___ Exercise material ___

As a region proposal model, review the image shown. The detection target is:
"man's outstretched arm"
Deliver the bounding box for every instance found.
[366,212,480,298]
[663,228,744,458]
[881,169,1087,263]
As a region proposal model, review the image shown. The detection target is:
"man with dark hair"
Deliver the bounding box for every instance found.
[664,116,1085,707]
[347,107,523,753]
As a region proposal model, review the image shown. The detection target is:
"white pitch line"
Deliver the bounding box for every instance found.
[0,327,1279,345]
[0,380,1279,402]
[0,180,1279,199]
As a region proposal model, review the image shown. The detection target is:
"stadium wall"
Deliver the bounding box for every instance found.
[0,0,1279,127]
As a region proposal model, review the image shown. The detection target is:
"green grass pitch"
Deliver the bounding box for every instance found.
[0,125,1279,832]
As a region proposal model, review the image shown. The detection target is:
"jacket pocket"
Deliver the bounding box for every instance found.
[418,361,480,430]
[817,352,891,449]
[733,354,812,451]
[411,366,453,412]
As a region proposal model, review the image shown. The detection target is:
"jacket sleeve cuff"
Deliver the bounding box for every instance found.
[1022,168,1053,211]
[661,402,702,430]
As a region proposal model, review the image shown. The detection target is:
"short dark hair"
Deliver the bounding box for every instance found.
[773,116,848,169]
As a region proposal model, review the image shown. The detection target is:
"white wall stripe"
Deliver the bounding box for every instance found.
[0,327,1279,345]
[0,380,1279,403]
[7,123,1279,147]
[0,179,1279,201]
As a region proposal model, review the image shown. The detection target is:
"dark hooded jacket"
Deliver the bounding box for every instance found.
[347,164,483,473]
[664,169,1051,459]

___

* [Given task] Arrange every line of the material above as a JSON list of strings, with one string per line and blank lines left out.

* [Worked answer]
[
  "As a region proposal model, review the image shown. The detection target is:",
  "\"man's outstretched arm\"",
  "Deliver the bounding box for every instance found.",
  "[366,212,480,298]",
  "[663,228,744,458]",
  "[881,169,1087,263]",
  "As a region proposal model, review the image shown. The detection target is:",
  "\"man with dark hair\"",
  "Deliver the bounding box for every instance found.",
  "[664,116,1085,707]",
  "[347,107,523,753]",
  "As a region proposal model, review the image shown. The detection target is:",
  "\"white pitch line\"",
  "Deliver the bounding box for every instance found.",
  "[0,327,1279,345]",
  "[0,380,1279,402]",
  "[0,180,1279,199]",
  "As a region proposal model, review the image shown. The detection target is:",
  "\"stadium wall\"",
  "Deliver the bounding box for every instance found.",
  "[0,0,1279,127]",
  "As a region proposal model, review the image shown. The detection target is:",
  "\"green grass pitch\"",
  "Deliver the bounding box for every instance found.",
  "[0,125,1279,832]",
  "As a region proposal model, review the image shown. The detection target is:",
  "\"jacket pocket\"",
  "Deliver the bounding box for every instance found.",
  "[418,361,480,430]",
  "[817,352,891,449]",
  "[733,354,812,451]",
  "[411,366,453,412]",
  "As a region proposal model, review the image shown. The detection target is:",
  "\"jacket sleeve cuff\"",
  "Deliver the bounding box for every instance found.",
  "[1022,168,1053,211]",
  "[661,402,702,430]",
  "As a region proposal model, review the image shown. The detection target is:",
  "\"short dark hair\"",
  "Deliver the bounding box for every instance found.",
  "[773,116,848,169]",
  "As a region proposal model, review the image shown. The detection target is:",
  "\"white wall stripe\"",
  "Deliver the bounding box for every instance found.",
  "[0,327,1279,345]",
  "[0,380,1279,403]",
  "[7,123,1279,147]",
  "[0,179,1279,201]",
  "As a region proposal model, review the image shown. The detection target is:",
  "\"dark hooded jacket\"",
  "Deliver the bounding box for every instance found.",
  "[347,164,483,473]",
  "[664,169,1051,459]"
]